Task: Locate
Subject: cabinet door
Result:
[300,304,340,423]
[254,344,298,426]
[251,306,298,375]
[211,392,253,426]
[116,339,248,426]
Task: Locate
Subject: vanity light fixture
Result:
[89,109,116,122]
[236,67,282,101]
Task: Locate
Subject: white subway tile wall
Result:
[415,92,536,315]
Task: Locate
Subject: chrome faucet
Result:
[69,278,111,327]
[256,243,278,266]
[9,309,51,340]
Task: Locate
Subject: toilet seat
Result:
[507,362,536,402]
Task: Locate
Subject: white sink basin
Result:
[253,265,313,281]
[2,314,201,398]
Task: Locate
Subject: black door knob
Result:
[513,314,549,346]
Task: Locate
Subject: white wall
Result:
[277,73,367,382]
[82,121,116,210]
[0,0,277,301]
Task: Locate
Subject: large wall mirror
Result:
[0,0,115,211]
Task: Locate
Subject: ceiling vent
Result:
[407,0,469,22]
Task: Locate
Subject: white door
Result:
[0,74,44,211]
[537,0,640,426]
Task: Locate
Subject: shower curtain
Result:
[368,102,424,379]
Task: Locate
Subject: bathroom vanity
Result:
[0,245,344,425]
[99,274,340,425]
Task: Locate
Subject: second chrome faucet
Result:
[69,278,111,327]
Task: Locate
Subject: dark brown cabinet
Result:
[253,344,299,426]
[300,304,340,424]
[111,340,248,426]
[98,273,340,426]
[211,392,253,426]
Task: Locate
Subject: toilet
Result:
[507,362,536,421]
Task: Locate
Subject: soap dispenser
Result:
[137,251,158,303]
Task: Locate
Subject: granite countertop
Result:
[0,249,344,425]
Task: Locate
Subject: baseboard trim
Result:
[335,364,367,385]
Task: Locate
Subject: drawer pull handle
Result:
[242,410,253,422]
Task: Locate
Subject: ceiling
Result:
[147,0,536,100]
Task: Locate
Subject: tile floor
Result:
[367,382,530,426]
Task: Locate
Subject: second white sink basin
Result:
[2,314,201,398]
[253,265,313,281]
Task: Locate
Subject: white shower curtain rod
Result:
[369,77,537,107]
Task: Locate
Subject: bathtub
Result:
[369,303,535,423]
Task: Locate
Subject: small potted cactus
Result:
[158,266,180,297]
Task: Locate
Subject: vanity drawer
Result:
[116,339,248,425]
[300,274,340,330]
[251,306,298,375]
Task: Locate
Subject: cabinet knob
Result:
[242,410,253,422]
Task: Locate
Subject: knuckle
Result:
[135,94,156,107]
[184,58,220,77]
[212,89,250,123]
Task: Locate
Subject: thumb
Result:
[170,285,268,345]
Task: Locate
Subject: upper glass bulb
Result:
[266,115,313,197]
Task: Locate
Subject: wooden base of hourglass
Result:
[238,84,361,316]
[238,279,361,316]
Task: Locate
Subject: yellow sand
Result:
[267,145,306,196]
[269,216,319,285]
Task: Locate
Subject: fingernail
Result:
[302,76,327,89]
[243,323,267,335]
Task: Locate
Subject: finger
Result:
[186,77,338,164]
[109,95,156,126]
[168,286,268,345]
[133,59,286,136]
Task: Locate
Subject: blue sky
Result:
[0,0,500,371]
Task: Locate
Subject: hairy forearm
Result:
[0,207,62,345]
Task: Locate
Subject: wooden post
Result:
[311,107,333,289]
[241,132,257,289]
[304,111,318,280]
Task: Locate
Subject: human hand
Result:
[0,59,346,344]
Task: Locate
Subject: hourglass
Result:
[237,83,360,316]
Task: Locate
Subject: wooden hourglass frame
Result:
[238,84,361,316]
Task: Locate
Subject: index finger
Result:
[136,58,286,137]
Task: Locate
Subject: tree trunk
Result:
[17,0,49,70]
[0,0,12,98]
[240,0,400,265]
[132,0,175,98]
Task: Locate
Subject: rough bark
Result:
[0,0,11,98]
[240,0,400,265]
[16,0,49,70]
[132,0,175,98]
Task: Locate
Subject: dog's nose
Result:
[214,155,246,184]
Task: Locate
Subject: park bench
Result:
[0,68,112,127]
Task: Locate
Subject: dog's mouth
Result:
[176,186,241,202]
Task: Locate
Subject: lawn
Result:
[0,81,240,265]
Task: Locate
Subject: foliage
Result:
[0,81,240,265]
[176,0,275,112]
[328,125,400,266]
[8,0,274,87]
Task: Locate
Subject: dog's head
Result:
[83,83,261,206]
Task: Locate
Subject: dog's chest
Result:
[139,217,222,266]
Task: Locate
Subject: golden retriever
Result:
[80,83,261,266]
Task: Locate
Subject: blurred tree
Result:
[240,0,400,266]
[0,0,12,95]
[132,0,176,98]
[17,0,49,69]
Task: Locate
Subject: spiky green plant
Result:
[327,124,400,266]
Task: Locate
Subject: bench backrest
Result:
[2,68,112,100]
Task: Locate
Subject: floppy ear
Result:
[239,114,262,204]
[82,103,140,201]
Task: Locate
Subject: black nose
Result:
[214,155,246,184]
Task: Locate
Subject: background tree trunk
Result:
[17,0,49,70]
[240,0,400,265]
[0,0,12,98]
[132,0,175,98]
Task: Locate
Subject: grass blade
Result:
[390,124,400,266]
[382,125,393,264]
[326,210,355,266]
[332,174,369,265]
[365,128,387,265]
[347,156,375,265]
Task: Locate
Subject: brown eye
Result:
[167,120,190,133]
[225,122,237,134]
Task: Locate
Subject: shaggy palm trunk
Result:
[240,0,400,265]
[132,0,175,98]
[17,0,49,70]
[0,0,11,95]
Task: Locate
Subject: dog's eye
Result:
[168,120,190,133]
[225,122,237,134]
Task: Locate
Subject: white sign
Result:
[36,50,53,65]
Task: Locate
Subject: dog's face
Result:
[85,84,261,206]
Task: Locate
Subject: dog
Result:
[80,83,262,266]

- - - - -

- **Work to do**:
Output the full listing without altering anything.

- **Solution to this problem**:
Task: Locate
Subject: cabinet door
Result:
[300,304,340,423]
[254,344,298,426]
[251,306,298,375]
[211,392,253,426]
[116,339,248,426]
Task: Locate
Subject: vanity light fixture
Result:
[89,109,116,122]
[236,67,282,101]
Task: Locate
Subject: white subway tile wall
Result:
[415,92,536,315]
Task: Locate
Subject: chrome faucet
Result:
[69,278,111,327]
[256,243,278,266]
[9,309,51,340]
Task: Locate
Subject: toilet seat
Result:
[507,362,536,402]
Task: Locate
Subject: white sink basin
Result:
[253,265,313,281]
[2,314,201,398]
Task: Locate
Subject: black door knob
Result:
[513,314,549,346]
Task: Locate
Subject: white wall
Result:
[277,73,367,382]
[82,121,116,210]
[0,0,277,301]
Task: Locate
Subject: large wall mirror
Result:
[0,0,115,211]
Task: Locate
Subject: ceiling vent
Result:
[407,0,469,22]
Task: Locate
Subject: white door
Result:
[0,74,44,211]
[537,0,640,426]
Task: Locate
Subject: shower curtain
Result:
[368,102,424,379]
Task: Locate
Subject: bathroom vanity
Result:
[0,245,344,425]
[99,274,340,425]
Task: Locate
Subject: second chrome faucet
Result:
[69,278,111,327]
Task: Locate
Subject: dark brown cabinet
Result:
[253,344,299,426]
[300,304,340,424]
[111,340,248,426]
[98,273,340,426]
[211,392,253,426]
Task: Locate
Subject: toilet
Result:
[507,362,536,421]
Task: Locate
Subject: soap dispenser
Result:
[137,251,158,303]
Task: Locate
Subject: granite countertop
Result:
[0,249,344,425]
Task: Locate
Subject: baseboard trim
Result:
[335,364,367,385]
Task: Locate
Subject: drawer pull handle
Result:
[242,410,253,422]
Task: Locate
Subject: ceiling
Result:
[147,0,536,100]
Task: Locate
Subject: tile floor
Result:
[367,382,530,426]
Task: Locate
Subject: second white sink basin
Result:
[2,314,201,398]
[253,265,313,281]
Task: Locate
Subject: white shower curtain rod
Result:
[369,77,537,107]
Task: Locate
Subject: bathtub
Result:
[369,303,535,423]
Task: Locate
Subject: small potted cactus
Result:
[158,266,180,297]
Task: Locate
Subject: vanity drawer
Result:
[116,339,248,425]
[300,274,340,330]
[251,306,298,375]
Task: Locate
Subject: cabinet knob
Result:
[242,410,253,422]
Task: Locate
Subject: knuckle
Result:
[135,94,156,107]
[184,58,220,77]
[212,89,250,123]
Task: Locate
Subject: thumb
Result:
[170,285,268,345]
Task: Locate
Subject: upper glass bulb
Result:
[266,115,313,197]
Task: Locate
Subject: wooden base of hourglass
Result:
[238,84,361,316]
[238,279,361,316]
Task: Locate
Subject: yellow sand
Result:
[267,145,306,196]
[269,216,319,285]
Task: Locate
Subject: fingernail
Result:
[302,76,327,89]
[243,323,267,335]
Task: Locate
Subject: finger
Result:
[186,77,338,164]
[109,95,156,126]
[168,286,268,345]
[133,59,286,136]
Task: Locate
Subject: blue sky
Result:
[0,0,500,371]
Task: Locate
Subject: hairy forearm
Result:
[0,207,62,345]
Task: Locate
Subject: wooden post
Result:
[311,107,333,289]
[241,132,257,289]
[304,111,318,280]
Task: Locate
Subject: human hand
Result:
[0,59,346,344]
Task: Locate
Subject: hourglass
Result:
[237,83,360,316]
Task: Locate
Subject: wooden hourglass frame
Result:
[238,84,361,316]
Task: Locate
Subject: index finger
Result:
[136,58,286,137]
Task: Locate
Subject: tree trunk
Result:
[17,0,49,70]
[0,0,12,98]
[240,0,400,265]
[132,0,175,98]
Task: Locate
Subject: rough bark
Result:
[0,0,11,98]
[240,0,400,265]
[16,0,49,70]
[132,0,175,98]
Task: Locate
Subject: dog's nose
Result:
[214,155,246,184]
Task: Locate
Subject: park bench
Result:
[0,68,112,127]
Task: Locate
Subject: dog's mouth
Result:
[176,186,241,202]
Task: Locate
Subject: lawn
Result:
[0,81,240,265]
Task: Locate
Subject: foliage
Result:
[0,81,240,265]
[176,0,275,112]
[328,125,400,266]
[8,0,274,87]
Task: Locate
Subject: dog's head
Result:
[83,83,261,206]
Task: Locate
Subject: dog's chest
Result:
[139,217,222,266]
Task: Locate
Subject: golden retriever
Result:
[80,83,261,266]
Task: Locate
Subject: blurred tree
Result:
[240,0,400,266]
[0,0,12,95]
[132,0,176,98]
[17,0,49,69]
Task: Locate
Subject: spiky green plant
Result:
[327,124,400,266]
Task: Locate
Subject: bench backrest
Result:
[2,68,112,100]
Task: Locate
Subject: floppy ear
Result:
[239,114,262,204]
[82,103,140,201]
Task: Locate
Subject: black nose
Result:
[214,155,246,184]
Task: Locate
Subject: background tree trunk
Result:
[17,0,49,70]
[240,0,400,265]
[0,0,12,98]
[132,0,175,98]
Task: Locate
Subject: grass blade
Result:
[390,124,400,266]
[382,125,393,264]
[326,210,355,266]
[332,174,369,265]
[365,128,387,265]
[347,156,375,265]
Task: Locate
Subject: brown eye
Result:
[167,120,190,133]
[225,122,237,134]
Task: Locate
Subject: shaggy palm trunk
Result:
[240,0,400,265]
[132,0,175,98]
[17,0,49,70]
[0,0,11,95]
Task: Locate
Subject: dog's eye
Result:
[168,120,190,133]
[225,122,237,134]
Task: Locate
Subject: white sign
Result:
[36,50,53,65]
Task: Locate
Subject: dog's face
Result:
[85,84,261,206]
Task: Locate
Subject: dog
Result:
[80,83,262,266]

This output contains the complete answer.